## Start Excerpted text

Artificial grass is about convenience. It’s a time-saving alternative to a natural lawn which lets people can enjoy a beautiful garden without the need to fertilise, mow or water their lawns.

The practicality of artificial grass, combined with changes in the UK climate, has seen its popularity skyrocket in recent years. Research from Aviva has shown that one in 10 homeowners with outside space has replaced at least some of their garden’s natural lawn with artificial grass.

And that means a big chunk of people are potentially thinking about swapping natural grass for synthetic turf. 

Artificial grass can last 15-20 years, but this depends on many factors, including the installation quality. Laying artificial grass in a garden can be a bit trickier than it looks, so hiring a professional to install artificial grass will help avoid costly mistakes and ensure a lush-looking lawn.

How much artificial grass do I need?

Before removing the existing turf, measure the garden to determine how much artificial grass you need to order. Like a carpet in a house, synthetic grass is measured in m², so work out the length and width of the area you plan to cover and multiply them to get your total. Always allow for extra length, as you will lose some when trimming and fitting.
Artificial grass often comes in rolls that are 2m or 4m wide, so consider this when measuring to minimise joins and keep installation simple.

You can measure the size of the garden by mapping it out on a grid system or do a rough sketch on paper and use a tape measure. 

Remember, it’s always best to double-check your measurements, so don’t place an order until you are 100% satisfied with your measurements. As well as a tape measure to see how much m² of artificial grass you’ll need, the right tools for the job will make installing artificial grass straightforward.

How to lay artificial grass on soil

The key steps for laying artificial grass on soil.
 

Remove existing turf

1. Remove existing turf

Clear the area of existing turf. For small areas, you can use a shovel to do this. Hiring a turf cutter will speed things up if you have to tackle a big garden. A cutting depth of between 40mm to 50mm is often recommended, ensuring cables or water pipes are below this depth. Remove large stones and bricks.

Create edges

2. Create an edge

While edging systems aren’t essential, they help give artificial lawns an attractive finish. They also separate the grass and flower beds while securing the perimeter, so edges don’t lift and cause a trip hazard.

Knock the edging into the soil with a hammer and a piece of wood, leaving around 3cm exposed. Make sure the edging does not rise above the final grass line so that water can run off the turf.

## End Excerpted text

- [Directive]: Write the next part of the guide to laying artificial grass, beginning right after its final sentence about edging and water run-off. The material that comes next has no connection to the artificial grass guide.

## Start Entries

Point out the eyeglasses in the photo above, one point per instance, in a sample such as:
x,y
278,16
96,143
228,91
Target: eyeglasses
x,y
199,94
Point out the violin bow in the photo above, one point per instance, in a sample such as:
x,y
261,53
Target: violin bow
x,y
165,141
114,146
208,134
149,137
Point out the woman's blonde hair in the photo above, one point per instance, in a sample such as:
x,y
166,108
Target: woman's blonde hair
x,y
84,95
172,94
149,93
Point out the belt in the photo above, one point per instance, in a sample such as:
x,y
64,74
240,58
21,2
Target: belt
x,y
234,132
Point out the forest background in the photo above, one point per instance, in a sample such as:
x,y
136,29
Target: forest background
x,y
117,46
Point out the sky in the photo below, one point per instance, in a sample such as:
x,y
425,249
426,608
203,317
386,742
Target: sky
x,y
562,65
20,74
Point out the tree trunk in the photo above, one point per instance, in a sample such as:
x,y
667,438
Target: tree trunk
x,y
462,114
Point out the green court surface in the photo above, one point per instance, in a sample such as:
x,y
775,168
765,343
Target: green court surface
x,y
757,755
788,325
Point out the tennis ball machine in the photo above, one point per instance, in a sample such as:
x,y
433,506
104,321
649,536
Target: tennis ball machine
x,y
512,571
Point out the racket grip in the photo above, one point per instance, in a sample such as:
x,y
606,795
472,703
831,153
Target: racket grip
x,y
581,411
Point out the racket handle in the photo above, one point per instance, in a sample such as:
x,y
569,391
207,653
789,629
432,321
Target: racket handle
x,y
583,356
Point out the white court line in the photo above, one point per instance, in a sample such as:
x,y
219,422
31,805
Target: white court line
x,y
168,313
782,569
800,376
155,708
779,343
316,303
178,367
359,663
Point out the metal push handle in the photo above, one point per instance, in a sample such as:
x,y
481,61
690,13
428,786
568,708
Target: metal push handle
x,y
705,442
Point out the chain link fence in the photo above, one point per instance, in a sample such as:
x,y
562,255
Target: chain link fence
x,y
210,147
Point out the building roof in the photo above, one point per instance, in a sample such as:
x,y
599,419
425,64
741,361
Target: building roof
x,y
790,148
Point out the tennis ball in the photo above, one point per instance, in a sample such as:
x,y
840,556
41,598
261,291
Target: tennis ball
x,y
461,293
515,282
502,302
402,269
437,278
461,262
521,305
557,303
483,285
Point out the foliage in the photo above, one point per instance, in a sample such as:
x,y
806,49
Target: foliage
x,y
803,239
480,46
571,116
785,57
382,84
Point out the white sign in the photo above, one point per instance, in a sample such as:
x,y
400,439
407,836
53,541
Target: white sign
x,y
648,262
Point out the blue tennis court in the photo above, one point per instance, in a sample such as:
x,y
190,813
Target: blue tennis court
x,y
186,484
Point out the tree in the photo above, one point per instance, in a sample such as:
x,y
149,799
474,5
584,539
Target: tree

## End Entries

- [Response]:
Prepare the base layer

3. Prepare the base layer

Once you’ve inserted the edging, you’re ready to lay the base for your artificial turf. Add type 1 crushed limestone onto the surface to a 70-75mm depth and compact using a compacting plate or roller. A 20mm grade aggregate is often recommended. A limestone base layer helps drainage and will give you a firmer, harder-wearing base.

Next, add a layer of sharp builder’s sand — around a 20mm depth. Smooth the sand evenly across the area using a heavy-duty roller or a builder’s plank and hammer.
Don’t worry if there are minor imperfections, as the odd bump or dip in the lawn can make it look natural (if you’re not happy with this, you can use a shock pad underlay). The sand should come level to the top of the perimeter edging.

Keep weeds out

4. Keep the weeds out

Install a non-woven weed membrane over the sand to prevent weeds from growing through the surface of the artificial grass, while allowing water drainage.

Allow a 300mm overlap between the sheets of weed membrane and secure with 4” galvanised steel nails around the perimeter. Trim off any waste membrane from the edges.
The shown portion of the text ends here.